Copy out the part of the data below that starts with the line containing "Indicate the blue" and ends with the line containing "point(522, 321)". Keep both of those lines and change nothing.

====== Dataset records

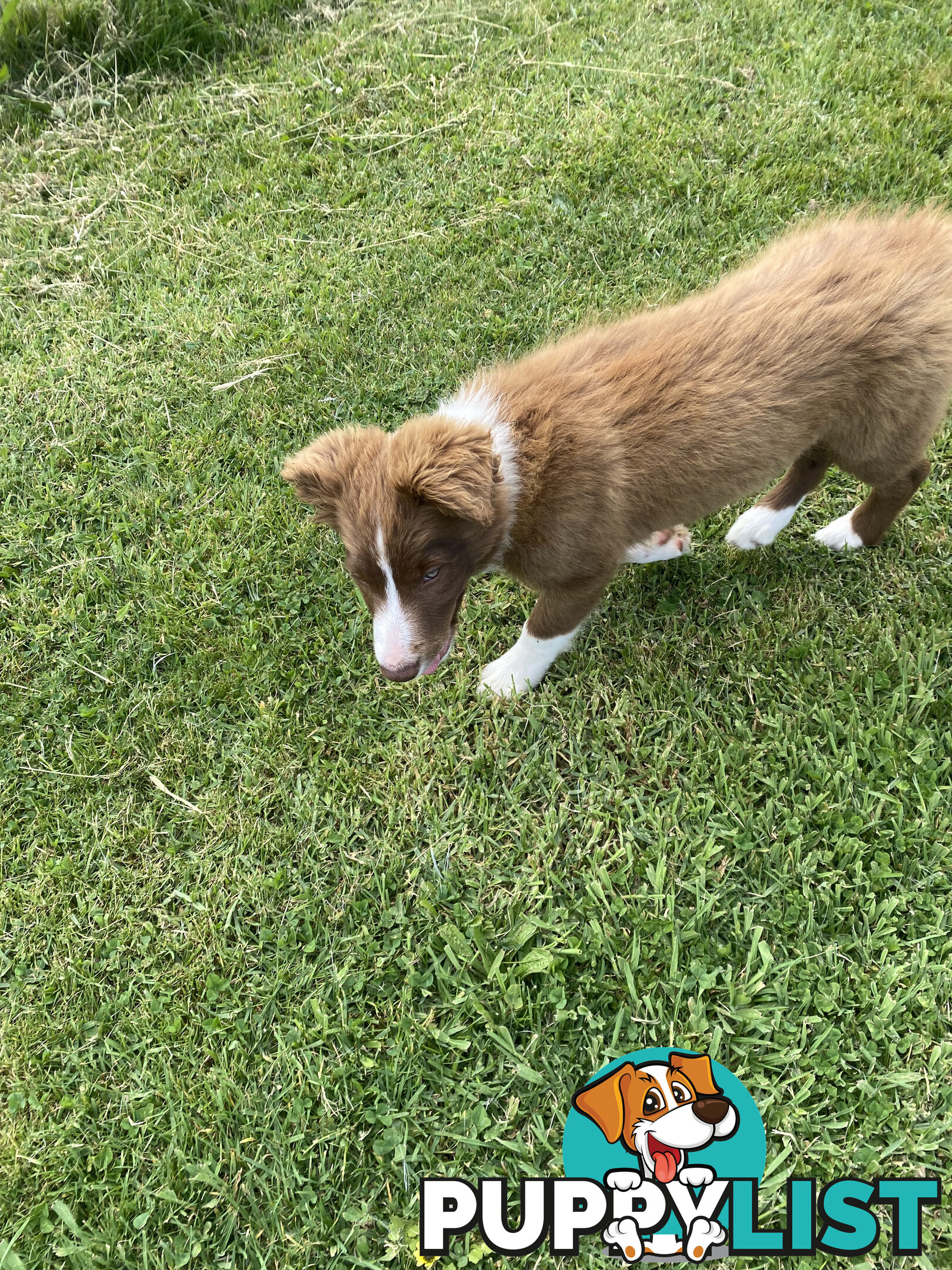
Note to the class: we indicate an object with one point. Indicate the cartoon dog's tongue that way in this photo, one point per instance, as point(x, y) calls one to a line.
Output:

============
====== Dataset records

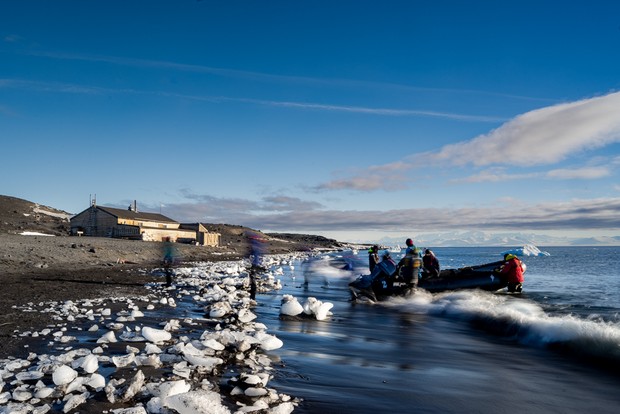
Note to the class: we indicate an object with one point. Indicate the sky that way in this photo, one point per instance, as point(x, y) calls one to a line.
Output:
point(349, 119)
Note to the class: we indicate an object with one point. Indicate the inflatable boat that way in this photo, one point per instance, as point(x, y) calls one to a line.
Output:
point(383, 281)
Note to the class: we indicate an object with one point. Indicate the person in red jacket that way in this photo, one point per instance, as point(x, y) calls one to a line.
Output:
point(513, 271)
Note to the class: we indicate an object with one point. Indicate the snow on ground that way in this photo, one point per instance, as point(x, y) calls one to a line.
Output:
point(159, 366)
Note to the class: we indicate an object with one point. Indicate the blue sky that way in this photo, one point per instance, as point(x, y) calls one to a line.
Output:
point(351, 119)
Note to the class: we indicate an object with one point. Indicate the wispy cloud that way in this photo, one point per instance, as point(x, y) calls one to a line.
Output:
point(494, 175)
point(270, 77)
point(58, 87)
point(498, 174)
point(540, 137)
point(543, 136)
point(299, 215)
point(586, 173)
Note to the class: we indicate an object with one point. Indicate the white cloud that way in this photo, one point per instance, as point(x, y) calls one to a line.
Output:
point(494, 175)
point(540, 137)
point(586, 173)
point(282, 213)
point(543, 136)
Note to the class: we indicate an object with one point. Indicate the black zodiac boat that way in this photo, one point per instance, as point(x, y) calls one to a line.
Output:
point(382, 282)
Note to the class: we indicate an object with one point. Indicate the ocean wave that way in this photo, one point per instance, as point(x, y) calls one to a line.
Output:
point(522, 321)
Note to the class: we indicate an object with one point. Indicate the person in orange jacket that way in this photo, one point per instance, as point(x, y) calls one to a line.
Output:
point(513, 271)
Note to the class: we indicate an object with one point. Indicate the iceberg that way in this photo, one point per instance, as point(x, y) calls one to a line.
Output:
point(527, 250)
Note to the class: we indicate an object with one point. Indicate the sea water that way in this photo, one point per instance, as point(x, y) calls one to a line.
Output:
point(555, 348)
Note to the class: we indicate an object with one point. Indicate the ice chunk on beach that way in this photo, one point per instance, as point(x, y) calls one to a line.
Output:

============

Finished answer.
Note to the class: we indicate an object with one point. Indicate the blue sky that way in this photo, one point per instance, as point(x, y) calls one to a line.
Output:
point(351, 119)
Note to the class: we indicate an object with one point. Indicate the wispy cloud that way in this photo, one point per instance, as point(x, y) calls one to a line.
Output:
point(494, 175)
point(270, 77)
point(58, 87)
point(498, 174)
point(540, 137)
point(543, 136)
point(299, 215)
point(586, 173)
Note to the class: we indicate an object with one point. Indicate the white cloud that way in this photo, one point per instance, as point(x, y) calls one to a line.
Output:
point(494, 175)
point(540, 137)
point(586, 173)
point(282, 213)
point(543, 136)
Note to the class: we indicate an object with one point. Indicate the black zodiac boat that way in this photo, one point per instance, as point(x, y) calls one to a line.
Output:
point(382, 282)
Note to the class: we indicate an object with one point. Indicate the ocean wave that way in this photo, one point per instance, as point(x, y) calls one to a line.
Output:
point(522, 321)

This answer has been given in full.